── ENTRIES

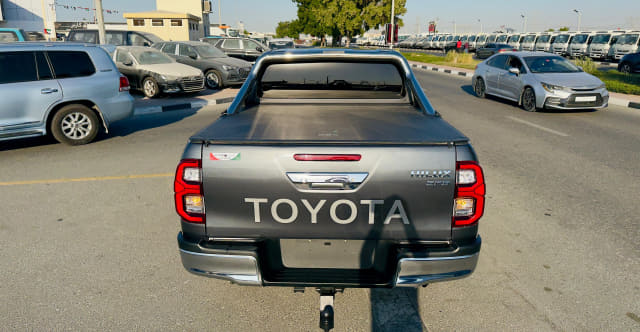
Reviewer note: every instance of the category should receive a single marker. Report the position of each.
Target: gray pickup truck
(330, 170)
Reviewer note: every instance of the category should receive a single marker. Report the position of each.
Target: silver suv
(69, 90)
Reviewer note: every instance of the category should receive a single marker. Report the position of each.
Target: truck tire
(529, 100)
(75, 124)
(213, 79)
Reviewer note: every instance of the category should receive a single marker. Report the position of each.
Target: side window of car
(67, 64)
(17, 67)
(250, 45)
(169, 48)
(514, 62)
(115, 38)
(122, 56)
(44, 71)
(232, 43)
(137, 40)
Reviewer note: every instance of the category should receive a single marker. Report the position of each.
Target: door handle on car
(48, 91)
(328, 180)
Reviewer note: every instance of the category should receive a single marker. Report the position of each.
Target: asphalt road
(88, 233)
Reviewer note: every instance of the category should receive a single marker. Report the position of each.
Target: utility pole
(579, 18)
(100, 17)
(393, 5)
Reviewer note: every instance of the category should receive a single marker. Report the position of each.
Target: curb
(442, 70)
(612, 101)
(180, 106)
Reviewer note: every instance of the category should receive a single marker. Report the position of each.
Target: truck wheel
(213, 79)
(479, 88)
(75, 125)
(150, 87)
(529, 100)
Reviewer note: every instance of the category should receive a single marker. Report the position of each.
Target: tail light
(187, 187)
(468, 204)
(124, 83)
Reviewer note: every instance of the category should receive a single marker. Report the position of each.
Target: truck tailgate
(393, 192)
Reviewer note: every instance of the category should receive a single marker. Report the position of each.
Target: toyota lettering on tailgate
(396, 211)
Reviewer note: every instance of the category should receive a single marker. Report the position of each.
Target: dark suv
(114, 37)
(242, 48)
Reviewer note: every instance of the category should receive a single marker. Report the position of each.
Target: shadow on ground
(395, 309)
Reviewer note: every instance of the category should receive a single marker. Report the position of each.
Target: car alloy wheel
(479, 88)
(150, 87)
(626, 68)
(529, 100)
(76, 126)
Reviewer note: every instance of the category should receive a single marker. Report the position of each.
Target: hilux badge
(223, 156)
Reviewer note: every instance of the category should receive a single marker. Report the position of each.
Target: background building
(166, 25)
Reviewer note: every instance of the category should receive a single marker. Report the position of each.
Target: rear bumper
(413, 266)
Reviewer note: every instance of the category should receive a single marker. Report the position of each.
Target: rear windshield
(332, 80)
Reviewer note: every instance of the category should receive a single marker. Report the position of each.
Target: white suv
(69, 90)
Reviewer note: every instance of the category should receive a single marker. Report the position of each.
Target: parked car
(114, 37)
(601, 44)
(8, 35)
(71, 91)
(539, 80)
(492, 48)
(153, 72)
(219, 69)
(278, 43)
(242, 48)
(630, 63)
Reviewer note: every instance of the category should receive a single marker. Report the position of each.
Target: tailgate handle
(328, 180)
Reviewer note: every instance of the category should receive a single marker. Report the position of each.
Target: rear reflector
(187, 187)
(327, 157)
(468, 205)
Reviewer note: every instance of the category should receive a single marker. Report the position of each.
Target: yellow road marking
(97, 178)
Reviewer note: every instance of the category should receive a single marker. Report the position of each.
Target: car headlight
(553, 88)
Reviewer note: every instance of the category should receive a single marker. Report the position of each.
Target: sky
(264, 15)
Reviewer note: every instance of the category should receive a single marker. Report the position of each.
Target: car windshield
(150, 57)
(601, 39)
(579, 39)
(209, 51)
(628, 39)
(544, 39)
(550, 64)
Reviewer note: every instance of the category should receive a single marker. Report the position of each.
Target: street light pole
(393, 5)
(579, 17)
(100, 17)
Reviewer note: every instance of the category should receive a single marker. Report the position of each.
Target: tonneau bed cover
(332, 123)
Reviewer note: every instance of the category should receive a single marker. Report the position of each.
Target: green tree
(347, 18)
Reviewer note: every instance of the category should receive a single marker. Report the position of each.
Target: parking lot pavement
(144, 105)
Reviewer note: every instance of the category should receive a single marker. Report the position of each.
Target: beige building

────
── ENTRIES

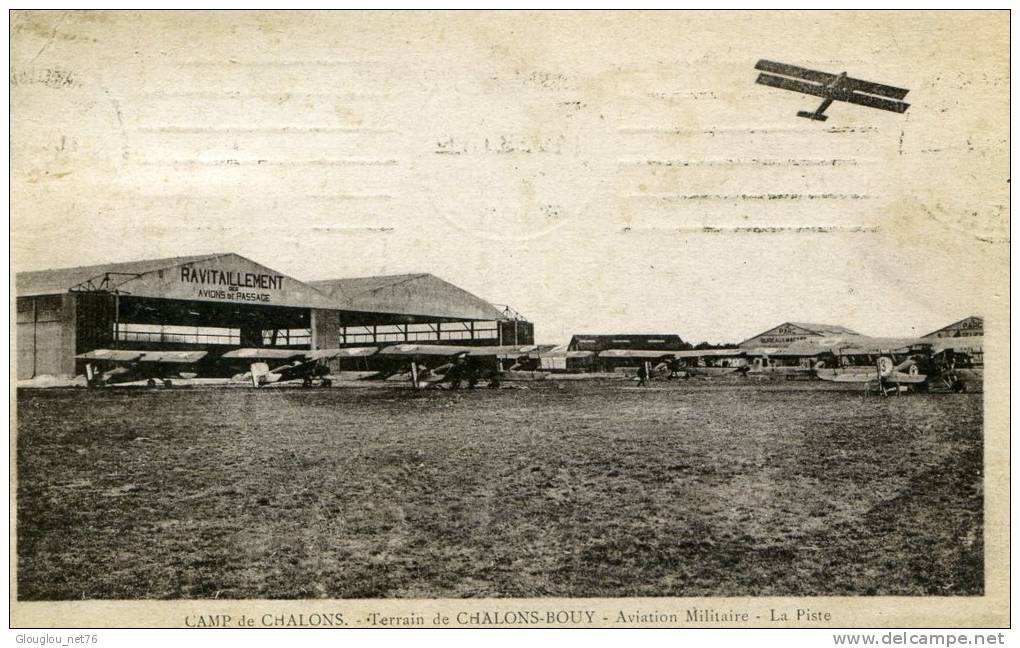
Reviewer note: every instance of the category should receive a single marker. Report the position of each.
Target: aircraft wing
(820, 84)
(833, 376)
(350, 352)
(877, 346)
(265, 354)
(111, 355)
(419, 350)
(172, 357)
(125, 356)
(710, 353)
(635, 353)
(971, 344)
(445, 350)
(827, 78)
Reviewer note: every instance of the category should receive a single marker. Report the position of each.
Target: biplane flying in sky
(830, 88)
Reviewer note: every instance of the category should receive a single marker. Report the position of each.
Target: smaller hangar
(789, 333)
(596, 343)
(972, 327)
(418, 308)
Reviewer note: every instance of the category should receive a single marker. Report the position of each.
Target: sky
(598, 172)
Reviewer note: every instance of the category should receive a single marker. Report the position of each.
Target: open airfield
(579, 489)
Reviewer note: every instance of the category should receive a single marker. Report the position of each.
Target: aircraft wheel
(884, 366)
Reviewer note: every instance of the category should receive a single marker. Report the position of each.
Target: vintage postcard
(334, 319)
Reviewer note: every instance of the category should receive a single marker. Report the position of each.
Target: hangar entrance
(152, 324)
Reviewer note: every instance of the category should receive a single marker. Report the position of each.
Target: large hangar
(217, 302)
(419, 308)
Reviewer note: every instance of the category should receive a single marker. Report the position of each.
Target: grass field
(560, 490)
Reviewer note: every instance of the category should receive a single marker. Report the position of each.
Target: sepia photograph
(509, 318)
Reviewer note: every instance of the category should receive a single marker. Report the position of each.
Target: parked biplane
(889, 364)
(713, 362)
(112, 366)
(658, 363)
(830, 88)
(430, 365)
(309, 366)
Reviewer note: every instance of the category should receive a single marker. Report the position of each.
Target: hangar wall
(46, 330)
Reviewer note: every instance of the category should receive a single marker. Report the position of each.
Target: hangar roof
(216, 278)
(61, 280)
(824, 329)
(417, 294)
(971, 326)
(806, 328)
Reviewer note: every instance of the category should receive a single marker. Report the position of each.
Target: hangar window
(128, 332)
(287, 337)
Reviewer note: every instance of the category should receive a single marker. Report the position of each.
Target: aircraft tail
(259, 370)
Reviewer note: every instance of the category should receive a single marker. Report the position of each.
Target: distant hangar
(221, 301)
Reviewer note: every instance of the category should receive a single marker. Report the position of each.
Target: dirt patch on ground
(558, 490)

────

§ WRITTEN EXERCISE
Please return every line in the rows above that contains the string "building".

§ THE RESPONSE
Target: background building
Target: beige building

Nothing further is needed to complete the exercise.